- [Excerpted text]:
Whence our data

In my reset post, I enumerated some lessons about data and the way people think about it. The first was that we see what we recognize. This is a theme in my stories, because seeing our data in the wrong way can lead us in the wrong direction. When we talk about kinds of data, we might think of data as being something like tables, graphs or text; or maybe numeric or ordinal.

We see what we recognize. So, if we see data in a table, we are going to see it in the context of how we learned about tabular data. I’ve already written about my story of seeing an incidence relation as a bipartite graph and what happened, but we get the same effect from tabular data. A table looks like a matrix. A column or row looks like a vector.

Just like we might be inclined to do graphy things with a graph, we are even more inclined to do matrixy things to something that looks like a matrix. Whether that is a problem or not, we’ll have to explore later, but, for now, let’s just consider that we need to be more careful to understand where our data comes from and what representations of data mean.

Informational proxies and forgetfulness

Let’s imagine a scientific setting as the source of the data we are to analyze. A scientist is studying a physical system, say something like inflammatory response of epithelial cells of kidney tubules. The scientists have a number of ways to observe this response, each of which generates data.

Remember that to support the user in understanding their data we have to keep in mind how they view their own problem. There are other goals, but, in the contexts in which I’ve worked, the scientist’s goal is generally to reason about the system based on the observations they make.

If we think in terms of the system being studied, observation is forgetful. We can only observe what our instruments allow, and so only see some aspects of the system – generally losing relationships that exist. It might be that a scientist will make observations in a way that the structure among observations is preserved. A simple example from soil science is measuring the depth of soil layers in cores drilled in a grid across a study area. In this case, keeping the observations in a grid allows us to infer the soil structure across the study area. But, often, observations are discrete, and while we are interested in how the observed aspects of the system relate, we do not know beforehand.

[Stored data]
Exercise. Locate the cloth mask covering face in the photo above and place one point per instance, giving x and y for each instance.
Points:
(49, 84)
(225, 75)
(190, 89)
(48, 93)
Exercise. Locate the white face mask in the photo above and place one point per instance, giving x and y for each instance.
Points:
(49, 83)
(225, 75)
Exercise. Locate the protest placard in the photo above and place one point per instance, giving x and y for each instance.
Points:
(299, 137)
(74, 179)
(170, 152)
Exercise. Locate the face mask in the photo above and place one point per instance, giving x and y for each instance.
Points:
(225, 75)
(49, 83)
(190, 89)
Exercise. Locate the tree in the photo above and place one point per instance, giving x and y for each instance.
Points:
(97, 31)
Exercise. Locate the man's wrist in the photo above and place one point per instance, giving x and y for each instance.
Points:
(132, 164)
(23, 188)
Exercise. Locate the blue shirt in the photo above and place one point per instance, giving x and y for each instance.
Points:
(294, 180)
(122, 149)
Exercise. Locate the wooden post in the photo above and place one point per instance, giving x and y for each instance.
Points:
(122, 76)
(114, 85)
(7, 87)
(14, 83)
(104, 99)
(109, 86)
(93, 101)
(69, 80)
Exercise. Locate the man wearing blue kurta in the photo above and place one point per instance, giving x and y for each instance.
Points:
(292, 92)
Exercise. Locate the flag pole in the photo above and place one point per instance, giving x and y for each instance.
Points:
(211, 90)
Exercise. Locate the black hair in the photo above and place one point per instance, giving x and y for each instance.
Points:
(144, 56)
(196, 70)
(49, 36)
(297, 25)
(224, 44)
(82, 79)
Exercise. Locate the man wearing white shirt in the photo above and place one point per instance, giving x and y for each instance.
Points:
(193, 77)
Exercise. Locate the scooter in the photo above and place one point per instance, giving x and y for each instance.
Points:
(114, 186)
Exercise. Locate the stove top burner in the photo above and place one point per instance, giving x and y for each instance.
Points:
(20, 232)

- [Aim of the task]:
Answer these questions using the post on where data comes from:
(a) What was the first lesson named in the author's reset post?
(b) What physical system is offered as an example of something a scientist might study?
(c) In the soil science example, what is measured, and how are the cores placed?
The listing was taken from a separate source.

- [Answer area]:
(a) We see what we recognize.
(b) The inflammatory response of epithelial cells of kidney tubules.
(c) The depth of soil layers is measured, in cores drilled in a grid across a study area.